↓↓↓

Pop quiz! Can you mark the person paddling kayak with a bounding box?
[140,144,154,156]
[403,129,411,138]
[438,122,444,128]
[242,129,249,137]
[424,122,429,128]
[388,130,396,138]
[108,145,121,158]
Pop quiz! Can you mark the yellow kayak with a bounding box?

↑↑↑

Repeat the listing. Keep every character the same.

■ Written reply
Pop quiz! Can you mark the person paddling kayak with a bounding box?
[140,144,154,156]
[403,129,411,138]
[438,122,444,128]
[242,129,249,137]
[424,122,429,128]
[388,130,396,138]
[108,145,121,158]
Pop quiz! Can you mark the yellow kayak with a bounding box?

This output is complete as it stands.